**DATASET RECORDS**
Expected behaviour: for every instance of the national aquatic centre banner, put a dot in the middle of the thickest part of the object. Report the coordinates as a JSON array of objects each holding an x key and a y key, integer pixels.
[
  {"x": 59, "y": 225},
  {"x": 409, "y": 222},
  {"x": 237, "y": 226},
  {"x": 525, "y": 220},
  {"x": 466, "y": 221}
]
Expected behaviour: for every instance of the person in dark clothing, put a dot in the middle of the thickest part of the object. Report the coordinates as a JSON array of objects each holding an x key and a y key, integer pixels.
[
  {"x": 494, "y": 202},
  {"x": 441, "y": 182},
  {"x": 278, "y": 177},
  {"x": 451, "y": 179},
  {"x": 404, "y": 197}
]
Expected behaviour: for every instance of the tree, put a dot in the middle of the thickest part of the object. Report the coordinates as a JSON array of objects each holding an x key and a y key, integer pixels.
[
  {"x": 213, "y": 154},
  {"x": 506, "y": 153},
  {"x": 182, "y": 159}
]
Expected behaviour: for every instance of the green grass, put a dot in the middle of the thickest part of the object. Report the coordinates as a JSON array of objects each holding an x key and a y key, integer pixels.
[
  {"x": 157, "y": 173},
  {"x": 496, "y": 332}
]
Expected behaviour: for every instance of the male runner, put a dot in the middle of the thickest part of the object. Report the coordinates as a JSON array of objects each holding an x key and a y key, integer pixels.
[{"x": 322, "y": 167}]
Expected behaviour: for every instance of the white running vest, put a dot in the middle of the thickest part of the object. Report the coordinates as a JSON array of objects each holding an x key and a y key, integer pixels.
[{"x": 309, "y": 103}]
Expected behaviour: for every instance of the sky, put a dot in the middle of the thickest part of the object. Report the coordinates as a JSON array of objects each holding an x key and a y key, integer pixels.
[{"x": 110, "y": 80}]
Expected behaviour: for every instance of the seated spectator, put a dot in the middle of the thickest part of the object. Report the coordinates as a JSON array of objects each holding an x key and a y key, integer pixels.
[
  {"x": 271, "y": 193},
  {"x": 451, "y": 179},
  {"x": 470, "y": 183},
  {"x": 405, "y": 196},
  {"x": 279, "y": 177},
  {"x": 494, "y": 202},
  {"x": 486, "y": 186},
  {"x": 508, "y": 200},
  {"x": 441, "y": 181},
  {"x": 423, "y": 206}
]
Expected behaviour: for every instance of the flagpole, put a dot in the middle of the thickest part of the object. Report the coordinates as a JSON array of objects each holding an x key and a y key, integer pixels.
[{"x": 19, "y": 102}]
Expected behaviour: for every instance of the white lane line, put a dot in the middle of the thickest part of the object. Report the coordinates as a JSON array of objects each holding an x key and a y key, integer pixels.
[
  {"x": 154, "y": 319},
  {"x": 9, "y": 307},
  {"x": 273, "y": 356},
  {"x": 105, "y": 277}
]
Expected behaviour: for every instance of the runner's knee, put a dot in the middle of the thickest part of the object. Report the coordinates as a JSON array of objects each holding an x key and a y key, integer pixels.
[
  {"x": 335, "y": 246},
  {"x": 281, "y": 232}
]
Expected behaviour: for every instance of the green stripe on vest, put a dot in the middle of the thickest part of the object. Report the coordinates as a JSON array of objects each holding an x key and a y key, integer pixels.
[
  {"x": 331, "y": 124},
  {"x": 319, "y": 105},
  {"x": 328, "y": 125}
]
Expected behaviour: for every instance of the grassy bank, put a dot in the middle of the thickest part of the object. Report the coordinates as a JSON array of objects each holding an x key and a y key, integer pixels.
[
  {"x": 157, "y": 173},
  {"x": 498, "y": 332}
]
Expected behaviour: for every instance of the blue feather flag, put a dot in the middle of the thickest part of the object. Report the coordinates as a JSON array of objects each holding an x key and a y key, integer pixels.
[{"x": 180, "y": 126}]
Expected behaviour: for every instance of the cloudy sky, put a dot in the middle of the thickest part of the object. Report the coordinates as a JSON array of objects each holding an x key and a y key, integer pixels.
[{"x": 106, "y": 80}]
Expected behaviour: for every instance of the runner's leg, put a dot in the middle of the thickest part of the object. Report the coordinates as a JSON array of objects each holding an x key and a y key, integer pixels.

**ABOUT THIS EXERCISE**
I'd like the entries above reproduced in full, exactly as they stand.

**RESPONSE BELOW**
Expected behaviour: for every instance of the national aquatic centre banner, put a dot in the middle of the thickest part of the object. Report the coordinates as a JSON array of objects each holding an x key and a y key, integer pixels.
[
  {"x": 59, "y": 225},
  {"x": 409, "y": 222},
  {"x": 237, "y": 226},
  {"x": 525, "y": 220},
  {"x": 466, "y": 221}
]
Expected behaviour: for every instance of the person in dark clothing, put a dot in the middle of the thickest part of the object. Report the coordinates as a JSON array of objects each holding an x key and a y key, integer pixels.
[
  {"x": 494, "y": 202},
  {"x": 441, "y": 182},
  {"x": 278, "y": 177},
  {"x": 451, "y": 179},
  {"x": 404, "y": 197}
]
Expected behaviour: for every instance of the tree, put a dot in the middle of the thickest part of the object. Report the coordinates as a JSON array of objects each holding an x key and a y key, integer pixels.
[
  {"x": 213, "y": 154},
  {"x": 506, "y": 153},
  {"x": 182, "y": 159}
]
Expected behaviour: for every instance of the green grass, put a dot in the middle of the thickest part of the object. Report the coordinates as a JSON array of objects each holding an x key and a y key, integer pixels.
[
  {"x": 157, "y": 173},
  {"x": 496, "y": 332}
]
Expected behaviour: for every instance of the male runner, put a dot in the middle of the thickest part of the object. Report the coordinates as a JSON array of objects each holding an x key and a y key, integer pixels.
[{"x": 322, "y": 167}]
Expected behaviour: for every instance of the white running vest, put a dot in the middle of the thickest part of the object. Report the coordinates as a JSON array of objects each holding an x key and a y key, integer pixels.
[{"x": 309, "y": 103}]
Expected behaviour: for every instance of the sky, put a dot in the middle of the thickest part of the object. Report the coordinates as a JSON array of objects each holding an x key and a y key, integer pixels.
[{"x": 110, "y": 80}]
Expected behaviour: for every instance of the seated spectator, put a dot in the middle of the thickest part of the object. Report the coordinates as a JSON array of objects each holding an x key and a y key, integer pixels.
[
  {"x": 271, "y": 193},
  {"x": 451, "y": 179},
  {"x": 470, "y": 183},
  {"x": 405, "y": 196},
  {"x": 279, "y": 177},
  {"x": 494, "y": 202},
  {"x": 486, "y": 186},
  {"x": 508, "y": 200},
  {"x": 441, "y": 181},
  {"x": 423, "y": 206}
]
Expected behaviour: for every instance of the flagpole, put a dot in the middle of the thickest part of the object. Report the coordinates as a JSON array of objects each holding an x key and a y key, integer pixels.
[{"x": 19, "y": 102}]
Expected behaviour: for every instance of the white lane line, put a dot in the middle of the thickest part of the object. Report the coordinates as a JSON array of objects each holding an x key and a y key, integer pixels.
[
  {"x": 154, "y": 319},
  {"x": 9, "y": 307},
  {"x": 273, "y": 356},
  {"x": 105, "y": 277}
]
Expected behaviour: for every instance of the runner's knee, put a dot in the middle of the thickest part of the object. Report the coordinates as a JSON array of objects each holding an x key and a y key, integer pixels.
[
  {"x": 335, "y": 246},
  {"x": 281, "y": 232}
]
Expected behaviour: for every instance of the green stripe on vest, put a dot in the middle of the thickest part of the object. Report the coordinates as a JSON array of objects each holding an x key and a y key, integer pixels.
[
  {"x": 331, "y": 124},
  {"x": 319, "y": 105},
  {"x": 328, "y": 125}
]
Expected behaviour: for every instance of the grassy bank, put a dot in the middle of the thickest part of the object. Report the coordinates as a JSON array of objects each holding an x key and a y key, integer pixels.
[
  {"x": 157, "y": 173},
  {"x": 498, "y": 332}
]
Expected behaviour: for every instance of the blue feather flag, put a dot in the middle of the thickest part of the object. Report the coordinates as a JSON array of objects each holding an x key and a y key, integer pixels.
[{"x": 180, "y": 126}]
Expected behaviour: for every instance of the cloudy sky, put a dot in the middle of the thickest part of the object. Report the coordinates as a JSON array of objects each holding an x key and a y key, integer pixels.
[{"x": 106, "y": 80}]
Expected behaviour: for every instance of the runner's leg, put a dot in the middle of the thickest part of the object. Report the coordinates as a JSON array of objects each holding an x key and a y key, integer pixels.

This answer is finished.